What you need to do —
- 1) In the article on teen drivers with ADHD, why did the researchers test the ADHD subjects without medication? Answer in one to three sentences.
- 2) Please write out the stretch of the article on teen drivers with ADHD from "Their study is" through "their ADHD-related deficits.".

═══ Text excerpt

These findings were recorded as part of a new study led by Megan Narad, a Geisinger Medical Center clinical psychology resident.

She and seven other researchers from the Center for ADHD at Cincinnati Children’s Hospital Medical Center studied the performances of 61 new teen drivers (28 with ADHD, 33 without) during 40-minute tests on a driving simulator under three conditions – no distraction, cell phone conversation and texting. Their study was published in the Aug. 12 edition of JAMA Pediatrics.

Their study is the first to assess the combined effects of ADHD, driving inexperience and cell phone distraction/texting among teen drivers.

“There are some studies on texting and driving, others on ADHD and driving, and some on even novice driving, but there’s not one that looks at all three of those driving risk factors,” said Narad, who conducted the research for her doctoral dissertation at the University of Cincinnati.

Prior to their simulations, a much larger proportion of ADHD subjects reported receiving at least one traffic violation (17 percent) compared with the non-ADHD subjects (6 percent). The researchers chose to test ADHD subjects without medication to more accurately evaluate their ADHD-related deficits.

The effects of cell phone distraction were found to be large and evident for all subjects, resulting in changes in average speed, speed variability and variability of lane position. Texting was the most impairing distraction to all subjects, and particularly compounded the negative performance of ADHD drivers.

“It makes it even worse. They’re starting off at a deficit [because of the ADHD], so they’re more distracted already, and then we’re adding this other distraction [texting] into their driving performance,” said Narad. “It’s this kind of additive problem that is even scarier than a typical 16- or 17-year-old who is driving.”

The authors wrote that their study highlights the need for education and enforcement of regulations against texting for drivers from this age group.

“I don’t think any teenager or novice driver should have the distraction of a phone, whether it’s being used for texting, email, or whatever it is,” Narad said. “This study was alarming to be a part of, seeing how these kids, who aren’t experienced drivers yet, were distracted by cell phone use. It may not be a big deal in a simulator, but it’s a big deal out on the road.”

The researchers also recorded the eye gazes of the subjects during their driving simulations under the three conditions and they’re analyzing those findings for a future study.

══════
═══ Listed records

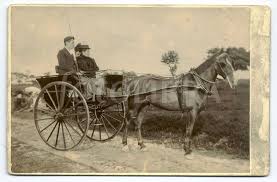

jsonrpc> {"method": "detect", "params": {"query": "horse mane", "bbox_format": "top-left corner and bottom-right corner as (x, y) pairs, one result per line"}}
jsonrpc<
(195, 49), (223, 74)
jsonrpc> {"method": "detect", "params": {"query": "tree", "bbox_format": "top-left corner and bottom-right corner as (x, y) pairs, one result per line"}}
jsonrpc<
(43, 71), (51, 76)
(207, 47), (250, 70)
(161, 50), (179, 76)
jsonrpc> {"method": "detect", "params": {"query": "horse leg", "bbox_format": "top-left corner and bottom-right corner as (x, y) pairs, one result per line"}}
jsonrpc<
(184, 109), (197, 155)
(122, 117), (130, 146)
(136, 107), (146, 149)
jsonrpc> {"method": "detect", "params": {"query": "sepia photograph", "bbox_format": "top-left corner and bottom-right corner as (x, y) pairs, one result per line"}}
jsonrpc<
(8, 5), (270, 176)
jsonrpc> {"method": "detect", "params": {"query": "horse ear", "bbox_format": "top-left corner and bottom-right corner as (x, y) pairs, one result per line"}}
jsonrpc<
(218, 61), (226, 68)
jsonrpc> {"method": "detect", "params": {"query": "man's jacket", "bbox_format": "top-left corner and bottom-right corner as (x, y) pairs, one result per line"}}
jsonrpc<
(77, 55), (99, 77)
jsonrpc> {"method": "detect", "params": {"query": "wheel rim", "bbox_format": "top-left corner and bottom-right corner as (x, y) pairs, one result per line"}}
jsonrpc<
(34, 82), (90, 150)
(78, 103), (125, 141)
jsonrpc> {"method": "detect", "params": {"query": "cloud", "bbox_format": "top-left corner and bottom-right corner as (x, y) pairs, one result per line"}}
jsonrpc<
(12, 7), (249, 75)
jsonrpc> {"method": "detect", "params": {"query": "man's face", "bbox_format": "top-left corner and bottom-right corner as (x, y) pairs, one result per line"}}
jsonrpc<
(82, 49), (90, 57)
(75, 51), (81, 57)
(66, 39), (75, 50)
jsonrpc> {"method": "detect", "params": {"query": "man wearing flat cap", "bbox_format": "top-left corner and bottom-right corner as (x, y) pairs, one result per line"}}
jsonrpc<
(57, 36), (78, 74)
(77, 45), (99, 77)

══════

Solutions —
- 1) The researchers tested the ADHD subjects without medication so they could evaluate those subjects' ADHD-related deficits more accurately.

- 2)
Their study is the first to assess the combined effects of ADHD, driving inexperience and cell phone distraction/texting among teen drivers.

“There are some studies on texting and driving, others on ADHD and driving, and some on even novice driving, but there’s not one that looks at all three of those driving risk factors,” said Narad, who conducted the research for her doctoral dissertation at the University of Cincinnati.

Prior to their simulations, a much larger proportion of ADHD subjects reported receiving at least one traffic violation (17 percent) compared with the non-ADHD subjects (6 percent). The researchers chose to test ADHD subjects without medication to more accurately evaluate their ADHD-related deficits.